BEGIN Data to use

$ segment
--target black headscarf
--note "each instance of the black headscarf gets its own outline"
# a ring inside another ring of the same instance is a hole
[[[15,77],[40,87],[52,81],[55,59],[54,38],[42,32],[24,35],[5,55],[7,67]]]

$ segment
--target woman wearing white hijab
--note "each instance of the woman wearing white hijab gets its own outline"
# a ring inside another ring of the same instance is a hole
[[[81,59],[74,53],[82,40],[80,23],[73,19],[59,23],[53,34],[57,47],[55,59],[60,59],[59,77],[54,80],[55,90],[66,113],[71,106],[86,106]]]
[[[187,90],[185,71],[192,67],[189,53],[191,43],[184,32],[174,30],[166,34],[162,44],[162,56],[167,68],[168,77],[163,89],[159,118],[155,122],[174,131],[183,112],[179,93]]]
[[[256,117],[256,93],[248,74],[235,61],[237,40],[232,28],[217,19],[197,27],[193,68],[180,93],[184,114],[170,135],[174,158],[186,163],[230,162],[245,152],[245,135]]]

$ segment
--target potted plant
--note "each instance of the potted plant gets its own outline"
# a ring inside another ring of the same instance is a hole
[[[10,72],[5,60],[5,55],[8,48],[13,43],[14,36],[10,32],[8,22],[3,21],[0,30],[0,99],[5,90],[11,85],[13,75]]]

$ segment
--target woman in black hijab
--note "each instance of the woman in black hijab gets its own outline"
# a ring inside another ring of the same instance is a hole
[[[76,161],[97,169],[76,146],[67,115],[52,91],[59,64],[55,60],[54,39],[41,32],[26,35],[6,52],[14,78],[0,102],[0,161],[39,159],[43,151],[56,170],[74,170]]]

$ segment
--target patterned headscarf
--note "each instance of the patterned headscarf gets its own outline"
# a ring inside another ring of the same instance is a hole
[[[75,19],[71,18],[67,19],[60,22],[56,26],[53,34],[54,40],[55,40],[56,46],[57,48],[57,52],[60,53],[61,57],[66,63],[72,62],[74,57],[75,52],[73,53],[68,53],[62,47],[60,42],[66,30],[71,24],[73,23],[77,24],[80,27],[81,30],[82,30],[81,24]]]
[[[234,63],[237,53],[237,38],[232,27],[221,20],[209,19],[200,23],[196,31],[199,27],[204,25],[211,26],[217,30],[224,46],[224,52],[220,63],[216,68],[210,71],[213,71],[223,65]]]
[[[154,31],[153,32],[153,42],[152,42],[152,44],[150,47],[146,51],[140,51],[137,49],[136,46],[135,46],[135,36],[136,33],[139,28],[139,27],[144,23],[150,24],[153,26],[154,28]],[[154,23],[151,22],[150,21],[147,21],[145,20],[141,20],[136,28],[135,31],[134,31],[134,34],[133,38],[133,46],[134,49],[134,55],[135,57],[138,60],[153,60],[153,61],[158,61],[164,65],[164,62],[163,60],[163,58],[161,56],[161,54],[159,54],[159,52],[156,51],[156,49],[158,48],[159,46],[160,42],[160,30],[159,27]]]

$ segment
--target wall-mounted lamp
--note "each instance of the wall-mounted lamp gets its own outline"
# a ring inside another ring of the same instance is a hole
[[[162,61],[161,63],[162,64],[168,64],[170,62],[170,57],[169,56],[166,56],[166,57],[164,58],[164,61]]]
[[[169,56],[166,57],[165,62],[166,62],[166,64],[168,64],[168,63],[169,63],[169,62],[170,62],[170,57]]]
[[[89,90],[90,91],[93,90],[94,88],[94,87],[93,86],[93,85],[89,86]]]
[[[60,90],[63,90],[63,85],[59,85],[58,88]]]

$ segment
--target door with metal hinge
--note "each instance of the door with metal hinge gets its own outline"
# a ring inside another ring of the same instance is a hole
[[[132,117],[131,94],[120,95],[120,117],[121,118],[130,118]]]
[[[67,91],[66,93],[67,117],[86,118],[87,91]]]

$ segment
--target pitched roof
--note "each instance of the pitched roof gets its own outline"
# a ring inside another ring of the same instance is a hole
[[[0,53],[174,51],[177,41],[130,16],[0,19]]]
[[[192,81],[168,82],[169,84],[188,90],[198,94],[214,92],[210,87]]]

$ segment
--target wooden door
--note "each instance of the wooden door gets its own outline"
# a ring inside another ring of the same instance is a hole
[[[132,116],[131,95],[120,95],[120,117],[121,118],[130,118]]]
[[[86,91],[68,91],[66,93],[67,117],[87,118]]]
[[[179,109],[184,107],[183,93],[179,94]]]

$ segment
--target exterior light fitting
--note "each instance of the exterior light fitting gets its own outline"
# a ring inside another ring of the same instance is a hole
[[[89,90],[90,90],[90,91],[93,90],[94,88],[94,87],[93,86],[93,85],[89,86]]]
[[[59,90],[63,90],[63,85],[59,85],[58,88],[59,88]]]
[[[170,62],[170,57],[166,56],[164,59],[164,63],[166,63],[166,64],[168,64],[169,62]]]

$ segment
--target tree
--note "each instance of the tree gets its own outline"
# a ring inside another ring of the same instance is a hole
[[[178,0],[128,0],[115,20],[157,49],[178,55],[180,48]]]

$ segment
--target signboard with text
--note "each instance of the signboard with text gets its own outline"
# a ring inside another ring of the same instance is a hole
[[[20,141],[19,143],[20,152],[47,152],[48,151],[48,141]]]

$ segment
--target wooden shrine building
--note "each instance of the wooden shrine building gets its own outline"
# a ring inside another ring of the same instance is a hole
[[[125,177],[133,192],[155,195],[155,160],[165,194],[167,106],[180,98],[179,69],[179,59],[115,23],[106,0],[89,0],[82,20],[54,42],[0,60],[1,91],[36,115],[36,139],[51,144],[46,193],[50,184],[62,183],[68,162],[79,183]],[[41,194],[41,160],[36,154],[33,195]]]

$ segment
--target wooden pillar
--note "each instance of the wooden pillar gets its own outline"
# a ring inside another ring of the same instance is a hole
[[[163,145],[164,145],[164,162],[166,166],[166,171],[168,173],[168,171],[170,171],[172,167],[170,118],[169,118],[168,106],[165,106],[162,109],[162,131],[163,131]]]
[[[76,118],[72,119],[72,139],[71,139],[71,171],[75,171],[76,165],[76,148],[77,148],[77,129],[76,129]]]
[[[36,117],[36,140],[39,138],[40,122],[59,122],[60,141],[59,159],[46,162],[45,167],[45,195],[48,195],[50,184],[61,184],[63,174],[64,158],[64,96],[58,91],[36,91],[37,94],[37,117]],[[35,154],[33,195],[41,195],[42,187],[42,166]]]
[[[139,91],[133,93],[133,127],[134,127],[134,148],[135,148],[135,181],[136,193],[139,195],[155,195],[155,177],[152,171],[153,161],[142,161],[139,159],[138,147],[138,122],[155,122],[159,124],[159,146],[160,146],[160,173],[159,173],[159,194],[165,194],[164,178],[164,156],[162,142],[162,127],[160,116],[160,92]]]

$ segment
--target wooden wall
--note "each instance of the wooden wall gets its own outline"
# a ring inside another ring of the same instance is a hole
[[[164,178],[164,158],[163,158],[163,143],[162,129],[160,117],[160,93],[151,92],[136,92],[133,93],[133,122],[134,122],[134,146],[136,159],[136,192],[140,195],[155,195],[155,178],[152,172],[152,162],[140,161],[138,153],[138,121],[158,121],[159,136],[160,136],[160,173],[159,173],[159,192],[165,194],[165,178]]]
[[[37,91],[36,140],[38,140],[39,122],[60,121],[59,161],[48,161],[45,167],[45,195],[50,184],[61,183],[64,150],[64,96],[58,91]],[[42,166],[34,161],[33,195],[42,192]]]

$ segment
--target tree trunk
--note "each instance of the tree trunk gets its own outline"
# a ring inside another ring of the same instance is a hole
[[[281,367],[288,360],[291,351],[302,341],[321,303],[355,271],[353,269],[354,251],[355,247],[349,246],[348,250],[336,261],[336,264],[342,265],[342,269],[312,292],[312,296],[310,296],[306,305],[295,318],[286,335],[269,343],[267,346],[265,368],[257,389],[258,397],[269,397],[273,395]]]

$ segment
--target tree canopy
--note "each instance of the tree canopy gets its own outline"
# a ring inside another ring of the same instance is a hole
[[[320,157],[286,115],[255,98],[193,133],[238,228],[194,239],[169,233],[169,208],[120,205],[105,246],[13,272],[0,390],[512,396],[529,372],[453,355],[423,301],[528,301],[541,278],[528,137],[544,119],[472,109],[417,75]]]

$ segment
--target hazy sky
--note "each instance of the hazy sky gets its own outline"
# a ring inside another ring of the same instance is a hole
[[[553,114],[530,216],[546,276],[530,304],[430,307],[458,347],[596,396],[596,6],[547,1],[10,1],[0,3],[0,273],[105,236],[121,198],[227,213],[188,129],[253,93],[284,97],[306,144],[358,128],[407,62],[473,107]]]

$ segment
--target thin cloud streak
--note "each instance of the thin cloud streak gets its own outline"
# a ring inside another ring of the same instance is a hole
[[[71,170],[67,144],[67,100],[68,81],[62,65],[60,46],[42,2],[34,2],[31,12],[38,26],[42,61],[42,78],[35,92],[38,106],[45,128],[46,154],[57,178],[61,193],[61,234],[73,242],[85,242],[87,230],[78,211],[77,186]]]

END Data to use

Identify every line in the rows above that contains the string "metal", treating uppercase and lowercase as different.

## Solution
--target door with metal hinge
--note "each instance of the door with metal hinge gets its own outline"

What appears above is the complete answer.